» Exercise goal
Although the records contain pictures, only their text should be repeated, exactly as it stands.

================

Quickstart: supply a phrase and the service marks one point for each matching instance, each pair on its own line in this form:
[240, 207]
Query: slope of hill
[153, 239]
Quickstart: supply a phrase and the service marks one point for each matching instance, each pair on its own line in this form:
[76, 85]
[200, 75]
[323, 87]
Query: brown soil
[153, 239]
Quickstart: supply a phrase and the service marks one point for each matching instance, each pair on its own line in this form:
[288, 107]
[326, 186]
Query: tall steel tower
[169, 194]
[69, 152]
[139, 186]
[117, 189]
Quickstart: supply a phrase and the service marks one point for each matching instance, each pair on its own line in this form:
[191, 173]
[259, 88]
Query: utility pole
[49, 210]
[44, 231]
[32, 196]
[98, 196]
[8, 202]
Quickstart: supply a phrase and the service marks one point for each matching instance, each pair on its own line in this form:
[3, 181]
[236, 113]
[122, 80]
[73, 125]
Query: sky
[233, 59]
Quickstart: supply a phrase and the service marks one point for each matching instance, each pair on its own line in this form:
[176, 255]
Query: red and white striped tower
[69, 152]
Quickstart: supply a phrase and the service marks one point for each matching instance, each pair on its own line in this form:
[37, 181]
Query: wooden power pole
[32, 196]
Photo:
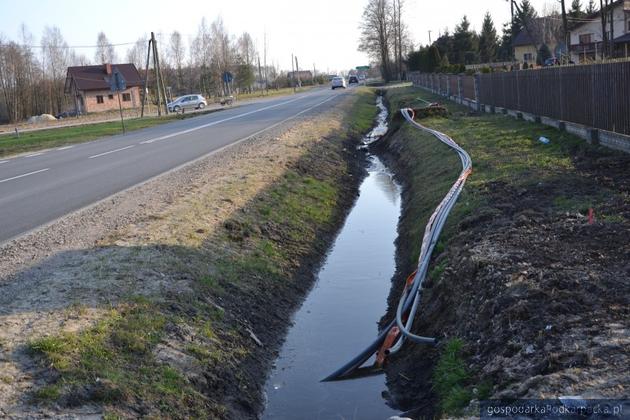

================

» Your response
Quickstart: supply a phrase and the service marks one point for each matching instance, each pair on its own line in this form:
[240, 207]
Query: slope of hill
[153, 239]
Quickstart: supply a phrase and the service marks one point for each matching instance, each pair on its own line in this form:
[76, 85]
[200, 75]
[323, 87]
Query: brown soil
[153, 239]
Quickstart: supply a phrase and the service marks one point for each matching instance, each pair on its own line in this form:
[288, 107]
[326, 186]
Query: tall steel tower
[169, 194]
[69, 152]
[139, 186]
[117, 189]
Quickstart: supply a phrase and the service marks one point for each matching instance, each pair on its own line in this form:
[191, 173]
[259, 88]
Query: utility pole
[49, 210]
[44, 231]
[32, 196]
[98, 196]
[8, 202]
Quickstart: supply a phrase and the service marks one point for each matching instance, each pair on its own line in this form:
[3, 181]
[236, 113]
[122, 80]
[73, 125]
Query: sky
[233, 59]
Quickstart: supply a phrase and the service marks one point for each matching instance, each pair on its own line in this form:
[176, 255]
Query: red and white striped tower
[69, 152]
Quickstart: supply a phrase and the service marks one point for each matching instance, each pair on its own line in this form:
[37, 181]
Query: wooden power pole
[32, 196]
Photo:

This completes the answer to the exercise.